## Bagian Dokumen
###

KH Asrori Ahmad merupakan sosok ulama inspiratif dari Magelang, Jawa Tengah yang juga dikenal sebagai sosok yang produktif dalam menulis.
Dalam cerita putranya yang bernama KH Ahmad Said Asrori seperti yang diunggah dalam kanal youtube NU Online, diceritakan bahwa sejak kecil, KH Asrori telah banyak menempuh perjalanan mencari ilmu di berbagai pesantren. Ia dipondokkan oleh ayahnya di beberapa pesantren di Magelang. Diantaranya yakni Pondok Pesantren (PP) Al-Asnawi di Bandungan, PP Al-Asy’ari di Tempuran lalu di PP Termas.
Selang beberapa lama di Termas, KH Asrori melanjutkan mencari ilmu di Lasem mengaji kepada KH Ali Ma’sum. Tak cukup sampai disitu, KH Asrori juga sempat pindah dan belajar di PP Tebuireng Jombang. Tepatnya saat Jepang masuk ke Indonesia, hingga keadaan menjadi lebih kondusif. Ia pun memutuskan untuk kembali ke Lasem.
KH Asrori menikah dengan putra KH Cholil Harun Rembang bernama ma’munatun. Setelah menikah, Ia pulang ke Magelang, di sebuah desa yang bernama Desa Wonosari.

###

## Data yang Ditampilkan
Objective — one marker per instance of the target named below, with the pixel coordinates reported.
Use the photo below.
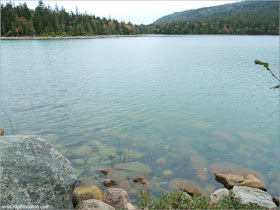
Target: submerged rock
(141, 180)
(191, 190)
(225, 167)
(103, 149)
(117, 175)
(198, 162)
(254, 138)
(118, 198)
(134, 166)
(201, 125)
(105, 171)
(202, 174)
(217, 196)
(110, 182)
(222, 136)
(94, 204)
(86, 193)
(248, 195)
(136, 174)
(82, 151)
(34, 173)
(167, 173)
(230, 179)
(187, 186)
(125, 185)
(90, 180)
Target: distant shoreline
(114, 36)
(69, 37)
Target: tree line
(45, 21)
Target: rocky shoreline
(35, 174)
(69, 37)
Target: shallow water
(172, 105)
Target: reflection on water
(172, 109)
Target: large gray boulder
(34, 173)
(248, 195)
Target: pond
(170, 108)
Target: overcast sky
(137, 12)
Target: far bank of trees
(45, 21)
(254, 19)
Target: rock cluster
(230, 179)
(246, 187)
(34, 173)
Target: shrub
(180, 200)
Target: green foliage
(44, 21)
(247, 17)
(230, 202)
(180, 200)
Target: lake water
(171, 108)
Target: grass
(180, 200)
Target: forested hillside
(247, 17)
(44, 21)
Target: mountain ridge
(214, 11)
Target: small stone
(105, 171)
(82, 151)
(230, 179)
(276, 200)
(134, 166)
(125, 185)
(202, 175)
(191, 190)
(86, 193)
(219, 195)
(248, 195)
(94, 204)
(2, 131)
(118, 198)
(110, 182)
(142, 180)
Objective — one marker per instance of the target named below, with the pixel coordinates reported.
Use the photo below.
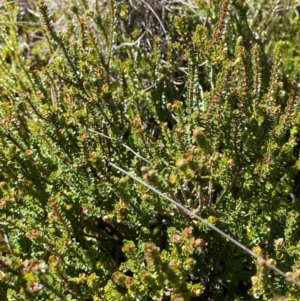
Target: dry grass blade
(190, 213)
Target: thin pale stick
(190, 213)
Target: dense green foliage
(202, 105)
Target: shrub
(205, 109)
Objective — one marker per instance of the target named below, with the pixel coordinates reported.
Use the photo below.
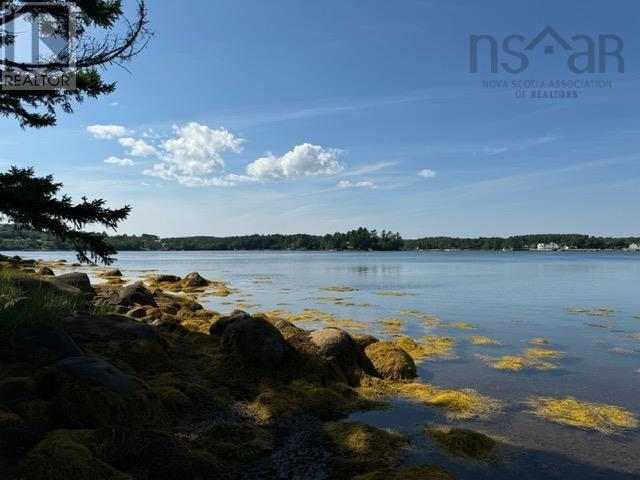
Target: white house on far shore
(548, 246)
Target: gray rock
(98, 372)
(137, 293)
(338, 345)
(77, 280)
(114, 272)
(390, 361)
(223, 322)
(256, 341)
(138, 312)
(332, 342)
(108, 327)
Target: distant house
(548, 246)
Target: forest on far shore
(358, 239)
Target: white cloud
(123, 162)
(426, 173)
(165, 172)
(196, 149)
(107, 132)
(137, 148)
(304, 160)
(348, 184)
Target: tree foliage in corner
(34, 202)
(38, 108)
(31, 202)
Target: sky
(300, 116)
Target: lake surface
(509, 296)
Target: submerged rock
(167, 279)
(139, 312)
(390, 361)
(363, 339)
(85, 328)
(194, 279)
(464, 442)
(114, 272)
(256, 341)
(338, 345)
(137, 293)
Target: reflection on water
(512, 297)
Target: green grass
(41, 305)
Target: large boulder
(137, 293)
(42, 344)
(194, 279)
(256, 341)
(104, 328)
(94, 371)
(45, 272)
(336, 344)
(114, 272)
(77, 280)
(164, 278)
(332, 342)
(223, 322)
(390, 361)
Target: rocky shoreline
(139, 381)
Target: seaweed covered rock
(137, 293)
(194, 279)
(418, 472)
(91, 393)
(98, 372)
(256, 341)
(338, 344)
(390, 361)
(332, 342)
(16, 436)
(15, 390)
(77, 280)
(363, 339)
(362, 448)
(223, 322)
(163, 278)
(463, 442)
(114, 272)
(85, 328)
(68, 455)
(153, 454)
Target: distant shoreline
(360, 239)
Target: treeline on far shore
(358, 239)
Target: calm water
(510, 296)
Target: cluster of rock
(155, 355)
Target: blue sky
(319, 116)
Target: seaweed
(603, 418)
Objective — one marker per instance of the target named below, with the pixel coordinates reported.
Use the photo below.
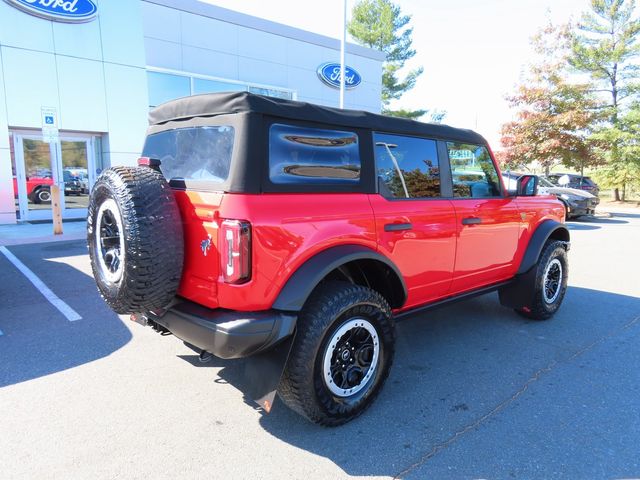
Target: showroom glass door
(69, 163)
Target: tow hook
(140, 318)
(205, 357)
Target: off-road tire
(153, 239)
(331, 306)
(540, 308)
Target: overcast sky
(472, 51)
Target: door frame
(55, 155)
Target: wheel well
(560, 234)
(373, 274)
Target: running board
(453, 299)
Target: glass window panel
(301, 155)
(164, 87)
(407, 166)
(474, 174)
(75, 173)
(195, 153)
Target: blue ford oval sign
(329, 73)
(58, 10)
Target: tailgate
(199, 212)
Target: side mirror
(527, 186)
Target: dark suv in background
(575, 181)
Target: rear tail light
(235, 251)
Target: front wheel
(552, 274)
(341, 355)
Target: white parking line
(53, 299)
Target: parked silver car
(576, 202)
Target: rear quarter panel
(533, 211)
(287, 230)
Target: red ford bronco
(267, 228)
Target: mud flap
(519, 293)
(262, 372)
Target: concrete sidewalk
(25, 233)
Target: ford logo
(58, 10)
(329, 73)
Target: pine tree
(379, 24)
(606, 47)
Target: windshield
(194, 153)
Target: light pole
(343, 41)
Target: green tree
(606, 47)
(379, 24)
(553, 116)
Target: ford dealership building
(77, 79)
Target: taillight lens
(235, 251)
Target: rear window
(302, 155)
(194, 153)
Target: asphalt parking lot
(475, 391)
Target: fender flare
(537, 241)
(304, 280)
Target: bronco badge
(205, 245)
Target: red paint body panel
(486, 251)
(438, 257)
(287, 230)
(425, 254)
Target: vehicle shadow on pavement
(601, 221)
(37, 339)
(581, 226)
(453, 367)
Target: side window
(407, 167)
(303, 155)
(474, 174)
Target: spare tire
(135, 240)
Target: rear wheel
(134, 235)
(552, 274)
(341, 356)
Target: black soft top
(214, 104)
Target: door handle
(397, 227)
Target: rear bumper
(226, 333)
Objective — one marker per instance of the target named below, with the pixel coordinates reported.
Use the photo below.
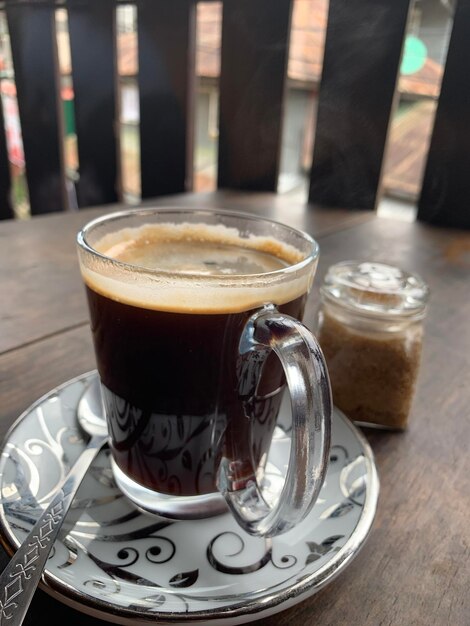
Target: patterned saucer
(116, 563)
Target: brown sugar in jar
(370, 328)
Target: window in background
(419, 86)
(9, 102)
(208, 42)
(307, 42)
(128, 101)
(70, 147)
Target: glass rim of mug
(86, 230)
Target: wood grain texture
(414, 568)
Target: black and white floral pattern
(112, 559)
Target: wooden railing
(363, 50)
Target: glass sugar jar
(370, 328)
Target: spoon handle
(19, 579)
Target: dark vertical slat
(93, 51)
(361, 62)
(446, 183)
(255, 39)
(6, 209)
(166, 31)
(34, 51)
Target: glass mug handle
(310, 394)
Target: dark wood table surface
(415, 566)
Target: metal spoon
(23, 573)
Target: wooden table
(415, 566)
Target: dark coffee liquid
(172, 383)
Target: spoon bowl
(38, 544)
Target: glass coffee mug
(194, 315)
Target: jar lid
(376, 289)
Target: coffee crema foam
(204, 268)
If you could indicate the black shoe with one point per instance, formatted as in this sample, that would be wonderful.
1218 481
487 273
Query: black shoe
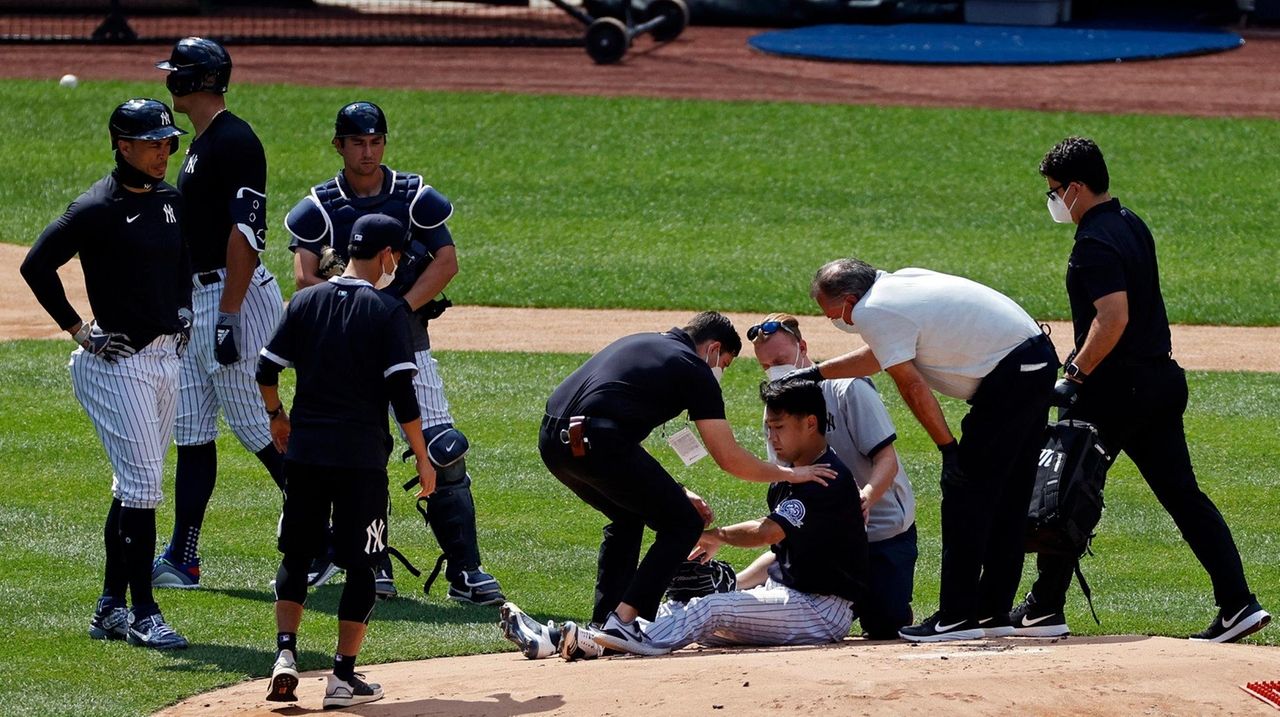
475 587
1031 620
938 629
1230 626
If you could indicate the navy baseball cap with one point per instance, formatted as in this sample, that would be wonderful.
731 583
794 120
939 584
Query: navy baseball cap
371 233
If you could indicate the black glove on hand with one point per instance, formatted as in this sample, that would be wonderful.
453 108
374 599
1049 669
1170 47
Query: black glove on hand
227 338
812 373
109 346
1066 392
951 471
184 320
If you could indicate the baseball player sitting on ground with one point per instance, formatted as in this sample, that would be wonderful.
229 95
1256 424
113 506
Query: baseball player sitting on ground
320 225
350 347
127 232
862 434
236 300
803 592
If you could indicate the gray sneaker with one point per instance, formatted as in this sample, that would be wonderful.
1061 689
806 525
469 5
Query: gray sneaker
152 631
112 624
342 693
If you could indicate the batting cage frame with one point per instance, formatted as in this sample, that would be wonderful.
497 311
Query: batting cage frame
611 24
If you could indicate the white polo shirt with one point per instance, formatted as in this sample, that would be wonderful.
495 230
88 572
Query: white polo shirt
955 329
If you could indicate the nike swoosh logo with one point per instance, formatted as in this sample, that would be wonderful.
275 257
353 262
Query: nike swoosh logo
1237 616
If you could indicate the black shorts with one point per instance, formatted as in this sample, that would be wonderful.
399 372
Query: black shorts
356 498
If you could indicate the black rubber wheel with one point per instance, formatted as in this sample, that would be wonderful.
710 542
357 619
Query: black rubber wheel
676 18
607 41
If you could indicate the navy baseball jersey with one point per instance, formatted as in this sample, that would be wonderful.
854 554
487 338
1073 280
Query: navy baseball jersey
343 338
824 549
640 382
129 246
223 178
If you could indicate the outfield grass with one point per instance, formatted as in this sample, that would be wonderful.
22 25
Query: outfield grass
630 202
535 537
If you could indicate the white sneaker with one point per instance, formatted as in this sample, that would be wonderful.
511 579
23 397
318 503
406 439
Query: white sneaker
579 643
343 693
284 679
626 636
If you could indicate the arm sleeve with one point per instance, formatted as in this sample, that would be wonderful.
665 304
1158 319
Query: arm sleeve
56 245
248 193
1098 266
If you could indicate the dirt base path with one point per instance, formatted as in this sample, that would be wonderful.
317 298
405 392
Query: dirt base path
1118 675
585 330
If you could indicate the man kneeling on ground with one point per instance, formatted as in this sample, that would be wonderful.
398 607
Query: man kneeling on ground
803 592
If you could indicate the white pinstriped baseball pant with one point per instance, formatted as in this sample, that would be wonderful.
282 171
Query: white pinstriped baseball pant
768 615
132 406
206 386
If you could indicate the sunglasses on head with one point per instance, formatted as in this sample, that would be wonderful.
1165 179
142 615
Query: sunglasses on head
767 329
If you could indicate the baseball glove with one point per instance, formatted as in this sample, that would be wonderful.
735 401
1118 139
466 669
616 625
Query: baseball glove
330 264
695 580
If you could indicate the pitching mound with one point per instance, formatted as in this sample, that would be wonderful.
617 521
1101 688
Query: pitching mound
1116 675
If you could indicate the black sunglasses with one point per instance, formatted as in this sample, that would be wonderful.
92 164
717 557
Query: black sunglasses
767 329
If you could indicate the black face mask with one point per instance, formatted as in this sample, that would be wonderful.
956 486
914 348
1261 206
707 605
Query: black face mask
131 176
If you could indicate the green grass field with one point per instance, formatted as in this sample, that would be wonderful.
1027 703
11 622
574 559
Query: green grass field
624 202
535 535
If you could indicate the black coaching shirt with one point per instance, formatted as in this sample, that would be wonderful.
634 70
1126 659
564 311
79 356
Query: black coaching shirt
824 549
132 254
342 338
641 382
222 177
1114 251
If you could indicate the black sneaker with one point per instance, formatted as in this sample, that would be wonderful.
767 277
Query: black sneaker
1029 620
475 587
938 629
996 626
1230 626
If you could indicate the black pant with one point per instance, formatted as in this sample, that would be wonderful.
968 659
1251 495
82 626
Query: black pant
1139 410
632 489
984 514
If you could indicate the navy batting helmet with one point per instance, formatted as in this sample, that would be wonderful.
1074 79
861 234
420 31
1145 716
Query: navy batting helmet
144 119
197 65
359 119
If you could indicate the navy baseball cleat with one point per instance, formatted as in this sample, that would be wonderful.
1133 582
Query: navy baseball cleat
168 574
476 587
1234 625
344 693
109 622
284 679
626 636
152 631
938 629
534 640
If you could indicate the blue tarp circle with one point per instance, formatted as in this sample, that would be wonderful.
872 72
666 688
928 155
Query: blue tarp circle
988 44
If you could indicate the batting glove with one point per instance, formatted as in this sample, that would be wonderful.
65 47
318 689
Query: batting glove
227 338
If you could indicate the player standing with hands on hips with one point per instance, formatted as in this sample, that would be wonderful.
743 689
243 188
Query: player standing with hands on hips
237 301
126 229
321 227
350 346
1123 379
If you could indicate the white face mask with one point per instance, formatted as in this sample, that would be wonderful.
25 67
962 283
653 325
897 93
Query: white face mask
716 370
385 279
1059 210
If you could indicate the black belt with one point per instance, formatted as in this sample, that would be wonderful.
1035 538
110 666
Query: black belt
206 278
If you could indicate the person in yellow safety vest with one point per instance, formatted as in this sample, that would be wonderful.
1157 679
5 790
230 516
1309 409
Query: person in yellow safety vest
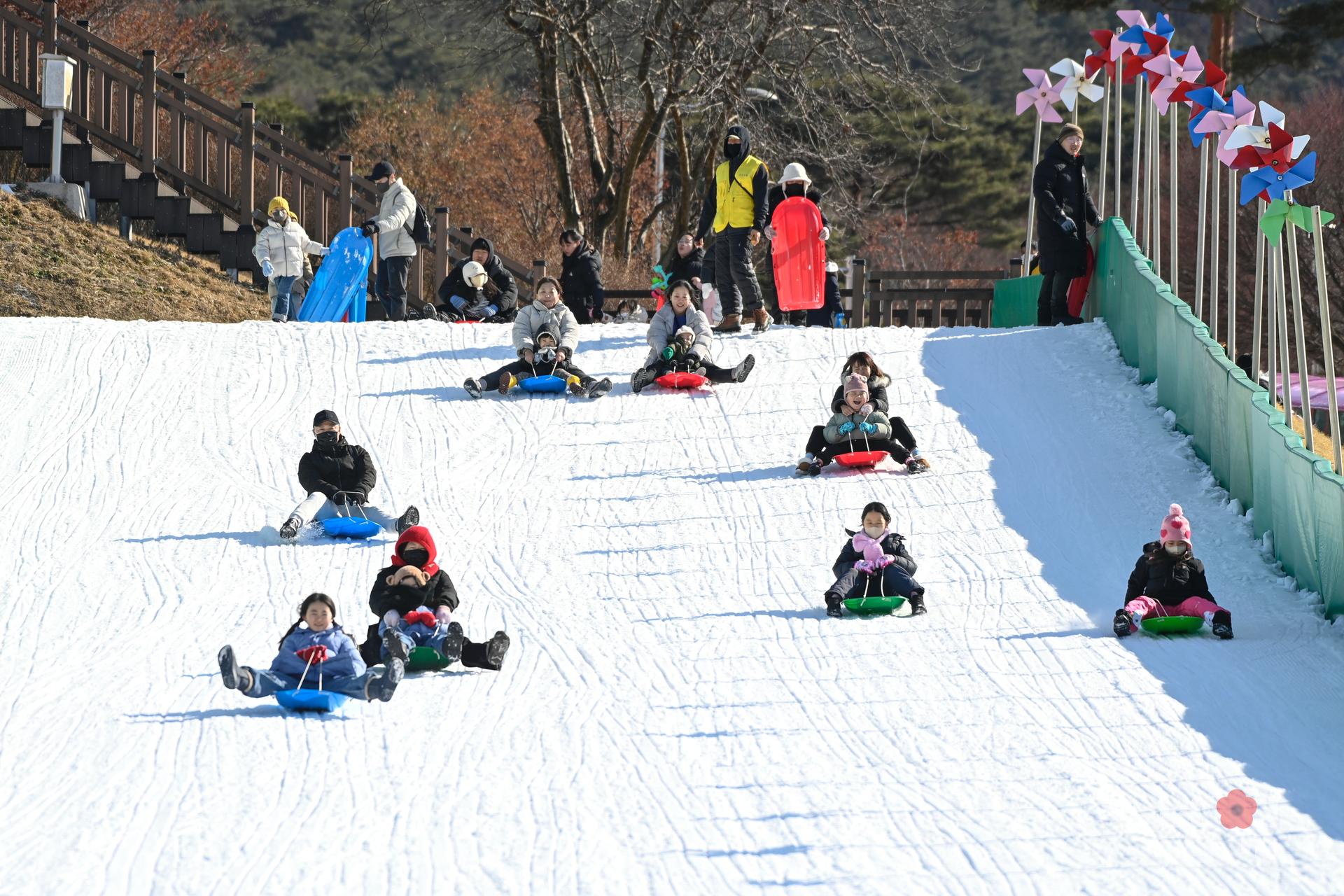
737 207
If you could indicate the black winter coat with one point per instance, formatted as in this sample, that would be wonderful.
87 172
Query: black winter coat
892 545
1060 188
1167 580
344 468
581 279
686 267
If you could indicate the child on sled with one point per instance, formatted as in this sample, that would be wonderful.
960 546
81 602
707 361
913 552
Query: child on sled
858 426
315 653
1170 582
414 601
874 562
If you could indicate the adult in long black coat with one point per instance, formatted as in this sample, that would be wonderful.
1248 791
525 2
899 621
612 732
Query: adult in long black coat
581 279
1063 211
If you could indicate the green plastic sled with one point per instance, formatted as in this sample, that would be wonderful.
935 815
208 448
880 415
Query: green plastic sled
874 605
1172 625
426 659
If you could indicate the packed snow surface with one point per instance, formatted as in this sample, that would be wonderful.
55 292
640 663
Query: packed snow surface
676 713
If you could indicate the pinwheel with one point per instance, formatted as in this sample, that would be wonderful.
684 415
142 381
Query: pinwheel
1074 83
1042 94
1270 184
1281 211
1177 77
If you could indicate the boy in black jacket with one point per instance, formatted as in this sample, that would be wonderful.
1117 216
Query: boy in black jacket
874 562
337 473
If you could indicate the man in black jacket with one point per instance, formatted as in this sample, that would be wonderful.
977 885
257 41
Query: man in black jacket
337 475
581 279
500 289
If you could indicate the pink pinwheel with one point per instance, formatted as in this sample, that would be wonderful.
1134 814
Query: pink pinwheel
1179 77
1074 83
1042 94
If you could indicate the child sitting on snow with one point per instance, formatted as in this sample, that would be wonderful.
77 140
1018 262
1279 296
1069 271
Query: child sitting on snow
874 562
1170 582
336 473
414 601
855 428
318 656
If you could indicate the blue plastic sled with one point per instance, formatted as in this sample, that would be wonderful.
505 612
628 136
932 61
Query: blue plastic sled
340 280
545 383
309 700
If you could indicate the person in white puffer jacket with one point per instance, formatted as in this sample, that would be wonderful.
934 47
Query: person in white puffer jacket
280 248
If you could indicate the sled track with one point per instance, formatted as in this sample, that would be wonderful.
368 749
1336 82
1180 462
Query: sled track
676 713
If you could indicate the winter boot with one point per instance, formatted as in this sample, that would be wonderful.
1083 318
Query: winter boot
641 379
730 324
496 649
917 602
385 685
834 605
452 647
394 647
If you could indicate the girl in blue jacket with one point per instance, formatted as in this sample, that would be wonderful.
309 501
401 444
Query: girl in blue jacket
320 654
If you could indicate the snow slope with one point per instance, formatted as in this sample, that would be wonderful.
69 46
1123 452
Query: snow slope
676 713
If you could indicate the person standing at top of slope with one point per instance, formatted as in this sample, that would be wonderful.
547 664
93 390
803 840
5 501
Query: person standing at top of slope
1065 211
414 601
314 652
1170 582
679 314
337 473
874 562
283 248
736 206
396 246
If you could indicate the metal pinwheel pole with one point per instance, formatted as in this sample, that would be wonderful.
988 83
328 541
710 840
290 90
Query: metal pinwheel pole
1327 336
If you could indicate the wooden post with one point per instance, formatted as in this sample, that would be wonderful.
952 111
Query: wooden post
148 112
248 176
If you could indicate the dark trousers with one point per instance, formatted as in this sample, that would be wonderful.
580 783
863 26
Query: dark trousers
734 273
1053 302
390 285
523 370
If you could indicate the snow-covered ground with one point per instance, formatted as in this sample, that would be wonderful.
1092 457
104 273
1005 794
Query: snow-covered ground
676 715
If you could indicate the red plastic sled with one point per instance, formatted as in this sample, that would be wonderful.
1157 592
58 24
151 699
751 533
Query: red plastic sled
800 257
860 458
682 381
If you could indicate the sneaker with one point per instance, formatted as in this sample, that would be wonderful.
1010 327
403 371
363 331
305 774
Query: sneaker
393 645
496 649
641 378
834 606
385 685
452 647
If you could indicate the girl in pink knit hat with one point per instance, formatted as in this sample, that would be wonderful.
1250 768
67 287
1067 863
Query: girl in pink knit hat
1170 582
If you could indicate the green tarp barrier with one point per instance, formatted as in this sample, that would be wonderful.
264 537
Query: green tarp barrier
1015 301
1234 426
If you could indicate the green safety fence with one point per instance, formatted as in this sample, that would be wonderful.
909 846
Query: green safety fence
1234 426
1015 301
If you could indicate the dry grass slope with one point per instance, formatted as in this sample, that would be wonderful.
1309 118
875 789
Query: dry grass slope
55 266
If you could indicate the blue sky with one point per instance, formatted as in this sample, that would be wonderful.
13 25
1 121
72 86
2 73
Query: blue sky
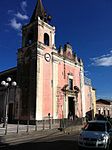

###

## Daftar Tugas
- A) Tulis kembali bagian teks tentang KH Asrori Ahmad, mulai dari "KH Asrori Ahmad" dan berlanjut sampai "kembali ke Lasem.", dengan menukar "Lasem" menjadi "Kudus".
- B) Sebutkan semua pondok pesantren yang menurut teks tentang KH Asrori Ahmad pernah menjadi tempatnya belajar.

## Jawaban Tiap Tugas
- A)
KH Asrori Ahmad merupakan sosok ulama inspiratif dari Magelang, Jawa Tengah yang juga dikenal sebagai sosok yang produktif dalam menulis.
Dalam cerita putranya yang bernama KH Ahmad Said Asrori seperti yang diunggah dalam kanal youtube NU Online, diceritakan bahwa sejak kecil, KH Asrori telah banyak menempuh perjalanan mencari ilmu di berbagai pesantren. Ia dipondokkan oleh ayahnya di beberapa pesantren di Magelang. Diantaranya yakni Pondok Pesantren (PP) Al-Asnawi di Bandungan, PP Al-Asy’ari di Tempuran lalu di PP Termas.
Selang beberapa lama di Termas, KH Asrori melanjutkan mencari ilmu di Kudus mengaji kepada KH Ali Ma’sum. Tak cukup sampai disitu, KH Asrori juga sempat pindah dan belajar di PP Tebuireng Jombang. Tepatnya saat Jepang masuk ke Indonesia, hingga keadaan menjadi lebih kondusif. Ia pun memutuskan untuk kembali ke Kudus.

- B) Pondok pesantren tempat KH Asrori belajar adalah PP Al-Asnawi di Bandungan, PP Al-Asy’ari di Tempuran, PP Termas, dan PP Tebuireng Jombang.